COMPITO RICHIESTO 1 >>
Rispondi in base all'articolo sulle presidenziali francesi:
(a) Circa quanti voti in meno di Le Pen avrà Jospin?
(b) Quale percentuale ha toccato l'astensione?
(c) Quanti sono stati i voti bianchi e nulli?

SEZIONE DI TESTO >>
Elezioni presidenziali francesi
Chi semina miseria... raccoglie fascismo

La sera del 21 aprile i giornalisti che annunciano i primi risultati elettorali e le prime proiezioni sembrano cadere dalle nuvole: invece del risultato scontato, che dava largamente vincenti il socialista Jospin e il gollista Chirac, ecco spuntare come candidato al secondo turno il tristo Le Pen, che pure aveva fatto una campagna relativamente discreta. Jospin avrà circa 200.000 voti in meno di lui, il che - su circa 41 milioni di iscritti - è veramente un'inezia, ma sufficiente a distruggere i sogni presidenziali della sinistra. Il meccanismo elettorale maggioritario a due turni accentua la polarizzazione e può favorire la formazione di maggioranze solide, ma, in una situazione di forte frammentazione del voto, intacca in maniera drastica la legittimità dei vincitori e può riservare sorprese amare. Nei fatti il sistema a due turni permette, in assenza di un sistema proporzionale, di esprimere a fondo le proprie opinioni senza farsi intrappolare da una scelta di campo obbligata, che sarà poi quella del secondo turno.

Ma guardiamo i risultati più da vicino ed esaminiamo le tendenze profonde che queste elezioni mettono in luce, quelle tendenze che fra una elezione e l'altra sono l'oggetto di studi di specialisti e sulle cui cause i media stendono un velo pietoso.

1) L'astensione ha toccato il 28,40%, cioè circa 11.700.000 persone, su 41 milioni di iscritti. Ovviamente quelli che non si danno più nemmeno la pena di iscriversi, non sono contati.

2) I voti bianchi e nulli sono stati 995.550, cioè il 2,4 degli iscritti ed il 3,4 dei votanti.

DATI DELL'ESERCIZIO >>
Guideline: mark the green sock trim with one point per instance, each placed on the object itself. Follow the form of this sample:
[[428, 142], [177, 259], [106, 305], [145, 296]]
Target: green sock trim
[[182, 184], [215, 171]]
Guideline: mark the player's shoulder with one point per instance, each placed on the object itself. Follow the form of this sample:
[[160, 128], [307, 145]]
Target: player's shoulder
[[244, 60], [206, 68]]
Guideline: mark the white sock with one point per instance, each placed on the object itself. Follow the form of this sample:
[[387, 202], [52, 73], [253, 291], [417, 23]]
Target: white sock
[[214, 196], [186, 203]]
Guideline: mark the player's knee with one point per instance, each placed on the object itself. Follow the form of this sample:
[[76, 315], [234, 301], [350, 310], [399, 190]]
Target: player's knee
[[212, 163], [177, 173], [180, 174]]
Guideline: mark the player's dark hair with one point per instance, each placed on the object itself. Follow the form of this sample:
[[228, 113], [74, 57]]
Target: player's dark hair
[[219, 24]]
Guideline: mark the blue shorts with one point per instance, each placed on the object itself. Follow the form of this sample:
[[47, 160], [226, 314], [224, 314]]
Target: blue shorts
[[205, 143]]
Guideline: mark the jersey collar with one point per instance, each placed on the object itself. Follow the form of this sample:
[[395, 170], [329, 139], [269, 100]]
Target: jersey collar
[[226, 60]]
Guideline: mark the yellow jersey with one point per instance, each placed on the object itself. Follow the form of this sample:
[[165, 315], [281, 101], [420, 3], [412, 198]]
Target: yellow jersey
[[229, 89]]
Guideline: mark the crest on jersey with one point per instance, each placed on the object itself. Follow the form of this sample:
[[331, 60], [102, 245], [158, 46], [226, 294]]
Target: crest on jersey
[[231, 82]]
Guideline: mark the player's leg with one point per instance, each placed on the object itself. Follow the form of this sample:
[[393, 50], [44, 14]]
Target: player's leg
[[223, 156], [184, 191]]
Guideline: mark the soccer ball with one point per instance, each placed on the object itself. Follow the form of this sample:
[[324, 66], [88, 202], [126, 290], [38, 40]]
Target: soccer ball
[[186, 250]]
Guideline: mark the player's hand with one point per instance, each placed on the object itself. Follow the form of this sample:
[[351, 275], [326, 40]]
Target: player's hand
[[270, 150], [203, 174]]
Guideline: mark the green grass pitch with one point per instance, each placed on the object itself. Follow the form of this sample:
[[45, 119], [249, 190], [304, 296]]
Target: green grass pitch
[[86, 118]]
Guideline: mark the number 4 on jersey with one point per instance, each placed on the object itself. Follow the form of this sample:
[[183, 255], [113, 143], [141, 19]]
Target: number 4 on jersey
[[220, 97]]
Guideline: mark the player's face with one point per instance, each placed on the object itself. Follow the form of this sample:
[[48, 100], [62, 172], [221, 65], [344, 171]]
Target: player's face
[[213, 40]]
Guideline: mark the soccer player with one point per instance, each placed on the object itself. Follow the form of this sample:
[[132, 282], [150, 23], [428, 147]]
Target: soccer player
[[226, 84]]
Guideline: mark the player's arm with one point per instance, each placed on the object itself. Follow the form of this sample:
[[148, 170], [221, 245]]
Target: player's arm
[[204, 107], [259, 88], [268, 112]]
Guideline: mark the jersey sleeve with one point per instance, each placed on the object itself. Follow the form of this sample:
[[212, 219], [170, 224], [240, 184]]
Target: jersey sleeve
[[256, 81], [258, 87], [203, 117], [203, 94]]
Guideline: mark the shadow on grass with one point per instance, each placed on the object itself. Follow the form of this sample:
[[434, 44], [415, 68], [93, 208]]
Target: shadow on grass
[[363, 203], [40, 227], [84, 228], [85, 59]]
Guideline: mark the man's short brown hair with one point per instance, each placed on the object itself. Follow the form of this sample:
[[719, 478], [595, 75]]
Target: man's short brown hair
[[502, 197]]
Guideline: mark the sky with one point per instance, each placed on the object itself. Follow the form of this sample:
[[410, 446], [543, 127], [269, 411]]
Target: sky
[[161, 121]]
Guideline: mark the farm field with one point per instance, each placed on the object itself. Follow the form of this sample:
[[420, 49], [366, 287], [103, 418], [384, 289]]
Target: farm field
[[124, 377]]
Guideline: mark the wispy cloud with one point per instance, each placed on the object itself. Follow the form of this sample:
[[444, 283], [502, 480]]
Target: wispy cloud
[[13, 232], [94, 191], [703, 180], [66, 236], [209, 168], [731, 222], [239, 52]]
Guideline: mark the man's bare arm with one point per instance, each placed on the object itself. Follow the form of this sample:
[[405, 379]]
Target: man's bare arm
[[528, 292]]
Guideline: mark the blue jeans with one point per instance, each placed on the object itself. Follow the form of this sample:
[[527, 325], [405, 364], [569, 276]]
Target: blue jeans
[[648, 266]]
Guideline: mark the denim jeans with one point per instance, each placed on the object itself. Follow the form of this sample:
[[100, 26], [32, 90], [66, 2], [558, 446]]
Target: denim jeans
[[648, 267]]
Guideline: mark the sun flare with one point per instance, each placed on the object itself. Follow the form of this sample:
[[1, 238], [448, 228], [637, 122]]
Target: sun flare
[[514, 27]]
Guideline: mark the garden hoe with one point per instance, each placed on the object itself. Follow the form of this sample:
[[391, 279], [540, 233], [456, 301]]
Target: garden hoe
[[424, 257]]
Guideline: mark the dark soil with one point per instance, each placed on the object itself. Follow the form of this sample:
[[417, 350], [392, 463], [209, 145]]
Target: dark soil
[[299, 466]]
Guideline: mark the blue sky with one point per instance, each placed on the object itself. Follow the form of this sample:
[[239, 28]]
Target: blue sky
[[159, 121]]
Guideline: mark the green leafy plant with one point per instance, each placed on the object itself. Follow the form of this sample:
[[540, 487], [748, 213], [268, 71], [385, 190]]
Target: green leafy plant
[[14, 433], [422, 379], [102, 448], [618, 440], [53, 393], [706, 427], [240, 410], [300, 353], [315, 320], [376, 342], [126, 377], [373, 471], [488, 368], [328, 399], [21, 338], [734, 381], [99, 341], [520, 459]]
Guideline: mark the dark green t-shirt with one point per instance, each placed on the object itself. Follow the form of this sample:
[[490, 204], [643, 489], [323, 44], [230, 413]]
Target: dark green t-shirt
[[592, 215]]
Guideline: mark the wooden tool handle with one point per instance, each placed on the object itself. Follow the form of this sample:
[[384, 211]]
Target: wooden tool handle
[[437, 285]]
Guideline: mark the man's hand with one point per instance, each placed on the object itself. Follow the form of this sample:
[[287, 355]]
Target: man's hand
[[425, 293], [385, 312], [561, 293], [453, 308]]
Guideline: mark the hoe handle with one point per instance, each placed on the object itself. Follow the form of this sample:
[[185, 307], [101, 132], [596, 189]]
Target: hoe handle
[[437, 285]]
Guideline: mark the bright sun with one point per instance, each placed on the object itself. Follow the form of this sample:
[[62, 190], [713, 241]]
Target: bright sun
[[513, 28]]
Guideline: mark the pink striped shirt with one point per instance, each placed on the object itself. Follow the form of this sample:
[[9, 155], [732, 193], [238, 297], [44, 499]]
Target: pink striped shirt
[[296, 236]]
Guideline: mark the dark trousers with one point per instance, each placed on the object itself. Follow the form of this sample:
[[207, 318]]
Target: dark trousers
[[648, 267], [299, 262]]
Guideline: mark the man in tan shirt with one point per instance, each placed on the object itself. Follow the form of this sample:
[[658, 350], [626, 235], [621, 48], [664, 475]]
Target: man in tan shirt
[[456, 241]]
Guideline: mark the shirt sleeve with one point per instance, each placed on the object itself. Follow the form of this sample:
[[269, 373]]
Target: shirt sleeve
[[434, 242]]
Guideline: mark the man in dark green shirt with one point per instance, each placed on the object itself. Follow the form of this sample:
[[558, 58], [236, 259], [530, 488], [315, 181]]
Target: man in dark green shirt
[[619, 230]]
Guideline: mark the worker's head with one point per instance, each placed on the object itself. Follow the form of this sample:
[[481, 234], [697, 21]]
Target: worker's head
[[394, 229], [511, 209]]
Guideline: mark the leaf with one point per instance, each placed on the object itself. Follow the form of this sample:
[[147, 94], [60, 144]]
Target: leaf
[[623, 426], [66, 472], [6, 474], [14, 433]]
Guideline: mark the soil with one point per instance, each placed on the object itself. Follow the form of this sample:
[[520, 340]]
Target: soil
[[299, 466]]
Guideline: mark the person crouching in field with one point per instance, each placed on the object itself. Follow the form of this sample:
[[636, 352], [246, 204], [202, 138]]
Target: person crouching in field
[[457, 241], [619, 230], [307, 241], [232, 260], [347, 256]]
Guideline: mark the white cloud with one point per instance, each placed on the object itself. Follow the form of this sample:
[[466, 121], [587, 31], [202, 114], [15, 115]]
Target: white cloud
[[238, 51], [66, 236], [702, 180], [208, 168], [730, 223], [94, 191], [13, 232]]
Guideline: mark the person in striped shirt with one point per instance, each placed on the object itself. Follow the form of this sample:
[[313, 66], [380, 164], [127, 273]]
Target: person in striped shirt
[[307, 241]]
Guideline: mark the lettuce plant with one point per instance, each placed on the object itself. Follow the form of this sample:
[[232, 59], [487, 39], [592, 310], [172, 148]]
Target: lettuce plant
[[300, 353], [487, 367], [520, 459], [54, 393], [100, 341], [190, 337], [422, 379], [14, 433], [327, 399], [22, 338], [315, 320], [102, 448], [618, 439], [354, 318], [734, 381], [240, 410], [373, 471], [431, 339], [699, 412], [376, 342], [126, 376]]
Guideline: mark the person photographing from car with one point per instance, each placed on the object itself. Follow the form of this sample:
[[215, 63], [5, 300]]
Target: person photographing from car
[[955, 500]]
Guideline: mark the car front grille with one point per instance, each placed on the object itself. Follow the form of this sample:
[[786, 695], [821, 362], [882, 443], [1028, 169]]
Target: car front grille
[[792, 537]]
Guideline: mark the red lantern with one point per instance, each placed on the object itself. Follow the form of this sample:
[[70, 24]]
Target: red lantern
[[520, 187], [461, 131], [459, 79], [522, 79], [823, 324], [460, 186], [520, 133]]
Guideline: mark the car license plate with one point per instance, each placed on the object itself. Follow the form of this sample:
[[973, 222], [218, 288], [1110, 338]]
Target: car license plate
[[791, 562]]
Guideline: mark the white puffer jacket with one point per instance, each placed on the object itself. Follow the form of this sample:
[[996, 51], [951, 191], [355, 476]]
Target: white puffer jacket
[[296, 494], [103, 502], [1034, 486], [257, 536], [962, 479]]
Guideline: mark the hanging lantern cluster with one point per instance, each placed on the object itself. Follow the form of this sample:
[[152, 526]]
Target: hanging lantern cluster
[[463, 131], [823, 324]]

COMPITO RICHIESTO 2 >> Nei record, dalla riga che contiene "Guideline: mark the player's shoulder" fino a quella che contiene "[[205, 143]]", comprese entrambe, rinomina "player's" in "athlete's". Riporta soltanto queste righe e lascia invariato tutto il resto.

RISPOSTA SCRITTA 1 >>
(a) Circa 200.000 voti in meno.
(b) Il 28,40%, cioè circa 11.700.000 persone.
(c) 995.550.

RISPOSTA SCRITTA 2 >>
Guideline: mark the athlete's shoulder with one point per instance, each placed on the object itself. Follow the form of this sample:
[[160, 128], [307, 145]]
Target: athlete's shoulder
[[244, 60], [206, 68]]
Guideline: mark the white sock with one point per instance, each placed on the object itself. Follow the form of this sample:
[[387, 202], [52, 73], [253, 291], [417, 23]]
Target: white sock
[[214, 196], [186, 203]]
Guideline: mark the athlete's knee with one point per instance, each placed on the object itself. Follow the form of this sample:
[[76, 315], [234, 301], [350, 310], [399, 190]]
Target: athlete's knee
[[212, 163], [177, 173], [180, 174]]
Guideline: mark the athlete's dark hair with one point per instance, each placed on the object itself. Follow the form of this sample:
[[228, 113], [74, 57]]
Target: athlete's dark hair
[[219, 24]]
Guideline: mark the blue shorts with one point per instance, each placed on the object itself. Follow the form of this sample:
[[47, 160], [226, 314], [224, 314]]
Target: blue shorts
[[205, 143]]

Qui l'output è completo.